> _Passage provided_
↓
Sunday, December 30, 2007

What's your theological worldview?
created with QuizFarm.com
You scored as Emergent/Postmodern

Emergent/Postmodern



79%

Evangelical Holiness/Wesleyan



71%

Classical Liberal



61%

Modern Liberal



54%

Roman Catholic



54%

Reformed Evangelical



32%

Neo orthodox



32%

Charismatic/Pentecostal



25%

Fundamentalist



7%

This is for Molly and Peter who also also scored emergent/postmodern.

Here is the definition of postmodernism from pbs.org.
    A general and wide-ranging term which is applied to literature, art, philosophy, architecture, fiction, and cultural and literary criticism, among others. Postmodernism is largely a reaction to the assumed certainty of scientific, or objective, efforts to explain reality. In essence, it stems from a recognition that reality is not simply mirrored in human understanding of it, but rather, is constructed as the mind tries to understand its own particular and personal reality. For this reason, postmodernism is highly skeptical of explanations which claim to be valid for all groups, cultures, traditions, or races, and instead focuses on the relative truths of each person. In the postmodern understanding, interpretation is everything; reality only comes into being through our interpretations of what the world means to us individually. Postmodernism relies on concrete experience over abstract principles, knowing always that the outcome of one's own experience will necessarily be fallible and relative, rather than certain and universal.

    Postmodernism is "post" because it is denies the existence of any ultimate principles, and it lacks the optimism of there being a scientific, philosophical, or religious truth which will explain everything for everybody - a characterisitic of the so-called "modern" mind. The paradox of the postmodern position is that, in placing all principles under the scrutiny of its skepticism, it must realize that even its own principles are not beyond questioning. As the philospher Richard Tarnas states, postmodernism "cannot on its own principles ultimately justify itself any more than can the various metaphysical overviews against which the postmodern mind has defined itself."
↑
> _Given request 1_
Answer these questions about the post on the theological worldview quiz:
(a) What percentage appears for Evangelical Holiness/Wesleyan?
(b) From which website is the definition of postmodernism taken?
(c) Which philosopher is quoted in the final paragraph?

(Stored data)
↓
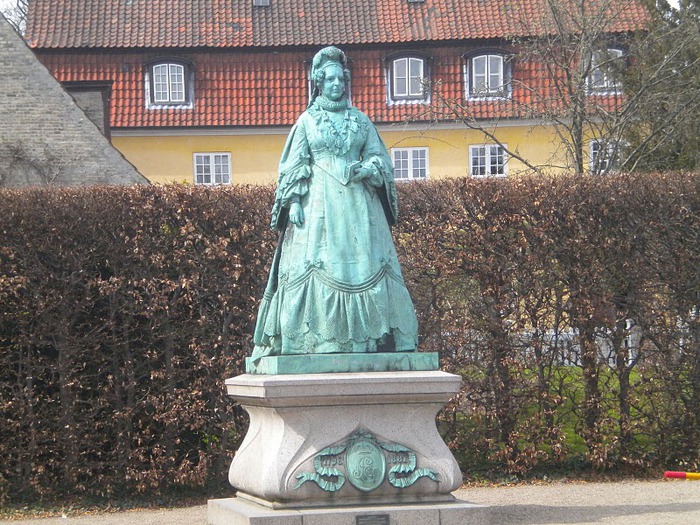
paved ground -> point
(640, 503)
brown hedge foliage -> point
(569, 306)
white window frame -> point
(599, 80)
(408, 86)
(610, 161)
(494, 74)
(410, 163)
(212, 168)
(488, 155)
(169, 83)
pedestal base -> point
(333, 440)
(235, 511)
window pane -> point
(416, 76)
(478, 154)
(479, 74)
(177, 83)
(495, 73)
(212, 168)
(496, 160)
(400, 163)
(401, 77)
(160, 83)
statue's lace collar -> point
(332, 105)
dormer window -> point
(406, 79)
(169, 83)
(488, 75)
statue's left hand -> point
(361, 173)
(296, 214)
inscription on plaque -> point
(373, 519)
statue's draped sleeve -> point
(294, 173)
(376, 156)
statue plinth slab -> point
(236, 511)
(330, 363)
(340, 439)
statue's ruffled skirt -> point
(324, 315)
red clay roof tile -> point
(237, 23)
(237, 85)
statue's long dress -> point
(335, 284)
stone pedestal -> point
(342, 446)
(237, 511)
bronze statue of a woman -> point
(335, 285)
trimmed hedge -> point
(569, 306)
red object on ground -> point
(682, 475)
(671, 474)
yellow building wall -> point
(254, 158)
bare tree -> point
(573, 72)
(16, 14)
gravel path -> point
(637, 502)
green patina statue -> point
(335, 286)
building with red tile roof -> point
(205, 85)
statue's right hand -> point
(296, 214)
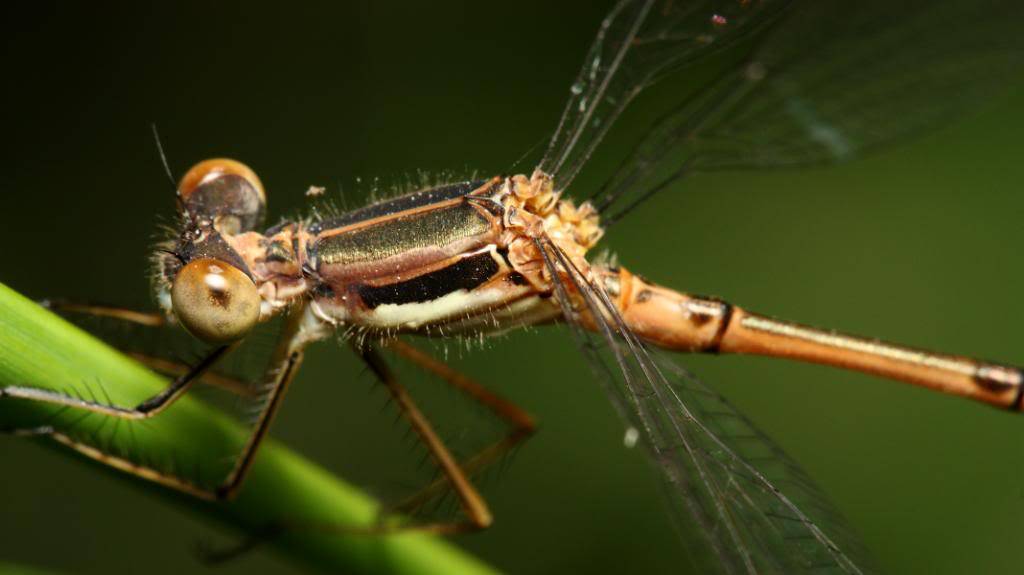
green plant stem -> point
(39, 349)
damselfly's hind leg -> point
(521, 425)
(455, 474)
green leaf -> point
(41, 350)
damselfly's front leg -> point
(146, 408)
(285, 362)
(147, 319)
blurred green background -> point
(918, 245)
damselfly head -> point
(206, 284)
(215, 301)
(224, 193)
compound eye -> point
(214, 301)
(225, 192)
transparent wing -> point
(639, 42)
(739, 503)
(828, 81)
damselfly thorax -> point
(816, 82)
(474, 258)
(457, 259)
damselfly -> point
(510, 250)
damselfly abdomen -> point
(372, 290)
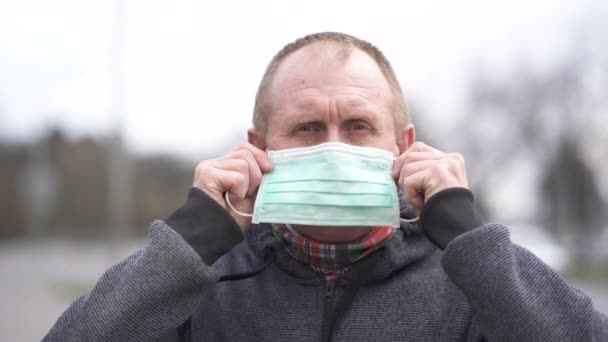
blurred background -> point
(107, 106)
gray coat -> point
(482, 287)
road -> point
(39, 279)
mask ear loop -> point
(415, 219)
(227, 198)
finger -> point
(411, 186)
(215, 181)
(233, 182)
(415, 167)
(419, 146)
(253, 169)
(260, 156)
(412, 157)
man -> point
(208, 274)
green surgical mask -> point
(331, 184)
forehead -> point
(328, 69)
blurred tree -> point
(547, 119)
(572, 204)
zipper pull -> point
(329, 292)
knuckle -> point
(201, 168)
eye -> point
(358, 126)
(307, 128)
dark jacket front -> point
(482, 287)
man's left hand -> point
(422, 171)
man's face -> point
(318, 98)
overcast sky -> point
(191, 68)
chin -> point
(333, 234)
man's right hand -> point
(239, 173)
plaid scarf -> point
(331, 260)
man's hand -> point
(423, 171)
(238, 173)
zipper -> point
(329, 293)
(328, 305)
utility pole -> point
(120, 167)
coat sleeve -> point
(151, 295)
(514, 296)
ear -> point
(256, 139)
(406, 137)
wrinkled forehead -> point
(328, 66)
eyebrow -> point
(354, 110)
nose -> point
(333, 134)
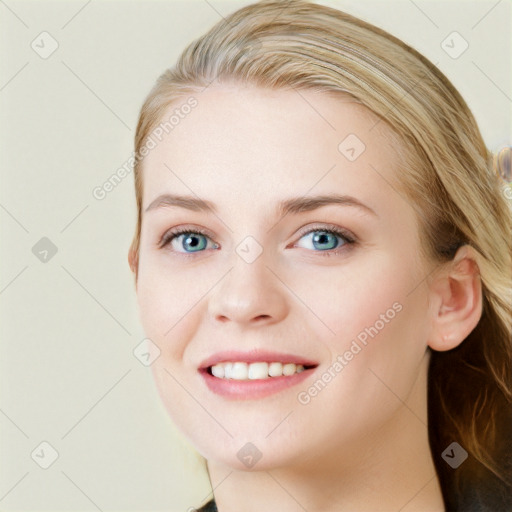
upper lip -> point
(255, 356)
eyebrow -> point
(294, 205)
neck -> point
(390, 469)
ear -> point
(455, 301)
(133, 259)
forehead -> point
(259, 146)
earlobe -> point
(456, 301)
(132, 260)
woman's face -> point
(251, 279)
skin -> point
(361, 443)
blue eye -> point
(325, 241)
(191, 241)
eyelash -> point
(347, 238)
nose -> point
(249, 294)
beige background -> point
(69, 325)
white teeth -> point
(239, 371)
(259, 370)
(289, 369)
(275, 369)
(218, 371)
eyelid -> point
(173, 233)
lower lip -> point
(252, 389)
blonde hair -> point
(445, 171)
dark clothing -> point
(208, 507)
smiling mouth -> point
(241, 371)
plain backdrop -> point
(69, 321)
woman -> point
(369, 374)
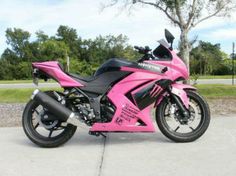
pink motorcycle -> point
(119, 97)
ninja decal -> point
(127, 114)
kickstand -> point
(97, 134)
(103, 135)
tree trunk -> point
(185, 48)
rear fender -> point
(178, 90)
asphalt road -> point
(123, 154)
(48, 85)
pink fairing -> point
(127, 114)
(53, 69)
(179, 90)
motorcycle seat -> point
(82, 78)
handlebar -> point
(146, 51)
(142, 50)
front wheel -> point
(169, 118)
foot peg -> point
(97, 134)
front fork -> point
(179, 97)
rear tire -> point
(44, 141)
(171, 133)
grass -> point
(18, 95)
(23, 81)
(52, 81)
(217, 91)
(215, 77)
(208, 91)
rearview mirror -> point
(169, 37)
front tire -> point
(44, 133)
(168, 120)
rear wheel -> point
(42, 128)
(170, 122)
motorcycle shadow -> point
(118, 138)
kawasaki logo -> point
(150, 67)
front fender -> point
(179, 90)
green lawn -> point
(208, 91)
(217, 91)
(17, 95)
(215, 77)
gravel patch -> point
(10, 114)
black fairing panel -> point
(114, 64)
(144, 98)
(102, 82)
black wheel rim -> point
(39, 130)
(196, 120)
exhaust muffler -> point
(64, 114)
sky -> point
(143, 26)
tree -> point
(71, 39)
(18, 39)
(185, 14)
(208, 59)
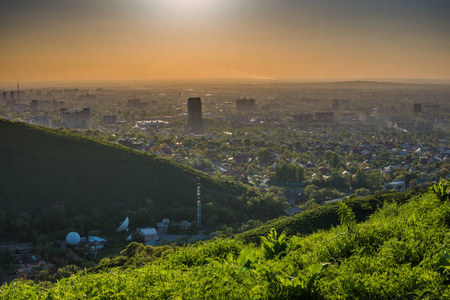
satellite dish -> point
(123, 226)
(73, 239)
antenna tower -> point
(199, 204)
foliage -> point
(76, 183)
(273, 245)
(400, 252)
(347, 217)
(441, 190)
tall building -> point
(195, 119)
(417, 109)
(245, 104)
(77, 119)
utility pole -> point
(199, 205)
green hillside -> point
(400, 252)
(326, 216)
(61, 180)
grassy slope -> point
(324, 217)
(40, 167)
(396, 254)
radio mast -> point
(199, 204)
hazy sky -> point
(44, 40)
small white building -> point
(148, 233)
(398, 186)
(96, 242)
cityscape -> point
↑
> _Given request 2_
Count the lines in the entries that contain the string "sleeve". Reply with the number alone.

> _Written answer 1_
(a) 71%
(b) pbs.org
(c) Richard Tarnas

> _Written answer 2_
2